Thursday, January 7, 2010

Treasure Chest Thursday - January 7, 2010

The above journal is one that was kept by my grandfather, John Monroe Bean, Sr. from Waiteville, Monroe County, West Virginia. It was his farm journal from 1940.

This interesting journal tells us about the prosperity, or lack thereof, of his farming not only for himself, but of the farm he ran for another individual as well.

In 1940 he kept a farm for "Cousin Georgie Minter". Georgia Belle Bruffey Minter [b. 1885] wasn't really a cousin to my grandfather, even though he and she would both have argued that she was! Pay close attention - or I might lose you!.She was the daghter of Roena Porterfield's sister, Margaret. Roena was the wife of Grandpa's brother, William, who had died when only in his 30's. Roena had gone to marry three more times. Each time the relationship between the Porterfield's and the Bean's was brought closer, in tale, by the individuals who knew Roena. Somehow, as in many family tales, Roena's children by her subsequent marriages, and her kinfolk, suddenly became related to the Bean's. Even today when shown there is no familial tie, there are those old-timers who will argue the case, simply because "My grandpa told me we were related!"

Georgia Bruffey Minter was a Methodist minister. She was a traveling evangelist. While I haven't been able to locate her death place as of yet, it is believed she may have died in Ohio, where much of her evenagelism took place. And while she was traveling, my grandpa took care of her old family farm near Hollywood, in Monroe County.

This journal lists the bushels of corn he grew, the lambs he purchased and butchered, and those he sold, the beef he bought for veal, and that he raised for beef and stock and sold. He listed his profits. His gains. And his losses.

Unfortunately, as in most other avenues he dared to venture, John Bean was not a profitable farmer.

He was more of a wandering soul. Never settled in any thing, or any place. Except his family. He was never one to stay long in one home before the wanderlust lead him to another. He was never to stay with one business before being lead to do another. He was a farmer and a merchant. And the grass was forever greener on the other side of the fence. [We all have those individuals in our families, don't we?]

John lead a wonderful paper trail for me to cover. He was born in Cincinnati, Ohio in December of 1866 at the close of the Civil War, and his family returned here when he was but an infant. As he grew into a man, John kept every receipt he ever received, every bank statement, every cancelled check. A wonderful farm journal. Mercantile journals. Letters. I have been blessed in having been able to scan all of these. My Dad now has the originals. John lived to be an elderly man of 87, nearly 88. His life was full. And he suffered many hardships and loss of many family members. Of his 15 children, 11 survived to grow into adulthood, marry and have children, and live into the old age of their father. Five of those 11 still remain. Two of these are in ther 90's today!
------------------------------
Exercise task 1> Format the rows from the line with "Target: sunlit rock face" to the line with "(1118, 514)", both lines included, as a numbered list with blank lines omitted.

Dataset rows>
------------------------------
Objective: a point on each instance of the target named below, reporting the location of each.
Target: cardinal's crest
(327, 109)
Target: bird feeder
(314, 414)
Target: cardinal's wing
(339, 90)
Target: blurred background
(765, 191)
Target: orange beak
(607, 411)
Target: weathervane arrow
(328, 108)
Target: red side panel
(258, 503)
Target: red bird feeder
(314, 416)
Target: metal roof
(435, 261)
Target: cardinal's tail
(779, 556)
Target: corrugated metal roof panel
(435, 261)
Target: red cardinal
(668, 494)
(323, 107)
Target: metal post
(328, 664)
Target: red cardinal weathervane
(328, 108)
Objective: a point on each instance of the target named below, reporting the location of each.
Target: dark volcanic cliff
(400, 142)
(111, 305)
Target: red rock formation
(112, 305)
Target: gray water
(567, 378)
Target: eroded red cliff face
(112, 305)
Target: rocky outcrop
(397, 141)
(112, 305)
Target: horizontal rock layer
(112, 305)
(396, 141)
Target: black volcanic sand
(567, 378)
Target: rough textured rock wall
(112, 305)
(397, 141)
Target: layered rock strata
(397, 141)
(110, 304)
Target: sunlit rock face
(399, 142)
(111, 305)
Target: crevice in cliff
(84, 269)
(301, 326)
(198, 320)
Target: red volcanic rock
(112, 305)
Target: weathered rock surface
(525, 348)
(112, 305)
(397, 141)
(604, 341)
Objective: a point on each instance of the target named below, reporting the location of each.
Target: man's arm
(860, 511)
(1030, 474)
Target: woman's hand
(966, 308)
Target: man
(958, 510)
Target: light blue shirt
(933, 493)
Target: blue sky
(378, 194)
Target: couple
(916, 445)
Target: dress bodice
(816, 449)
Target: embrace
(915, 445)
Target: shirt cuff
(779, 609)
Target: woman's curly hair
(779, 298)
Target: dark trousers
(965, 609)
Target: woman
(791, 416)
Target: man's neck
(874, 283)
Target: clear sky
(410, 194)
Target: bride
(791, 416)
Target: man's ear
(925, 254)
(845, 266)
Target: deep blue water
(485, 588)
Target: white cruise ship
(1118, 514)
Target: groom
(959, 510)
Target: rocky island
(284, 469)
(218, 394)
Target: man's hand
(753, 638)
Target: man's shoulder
------------------------------
Exercise task 2> From the post about the 1940 farm journal, write out the passage from "This journal lists" to "And his losses." word for word.

Final result 1>
1. Target: sunlit rock face
2. (399, 142)
3. (111, 305)
4. Target: crevice in cliff
5. (84, 269)
6. (301, 326)
7. (198, 320)
8. Target: red volcanic rock
9. (112, 305)
10. Target: weathered rock surface
11. (525, 348)
12. (112, 305)
13. (397, 141)
14. (604, 341)
15. Objective: a point on each instance of the target named below, reporting the location of each.
16. Target: man's arm
17. (860, 511)
18. (1030, 474)
19. Target: woman's hand
20. (966, 308)
21. Target: man
22. (958, 510)
23. Target: light blue shirt
24. (933, 493)
25. Target: blue sky
26. (378, 194)
27. Target: couple
28. (916, 445)
29. Target: dress bodice
30. (816, 449)
31. Target: embrace
32. (915, 445)
33. Target: shirt cuff
34. (779, 609)
35. Target: woman's curly hair
36. (779, 298)
37. Target: dark trousers
38. (965, 609)
39. Target: woman
40. (791, 416)
41. Target: man's neck
42. (874, 283)
43. Target: clear sky
44. (410, 194)
45. Target: bride
46. (791, 416)
47. Target: man's ear
48. (925, 254)
49. (845, 266)
50. Target: deep blue water
51. (485, 588)
52. Target: white cruise ship
53. (1118, 514)

Final result 2>
This journal lists the bushels of corn he grew, the lambs he purchased and butchered, and those he sold, the beef he bought for veal, and that he raised for beef and stock and sold. He listed his profits. His gains. And his losses.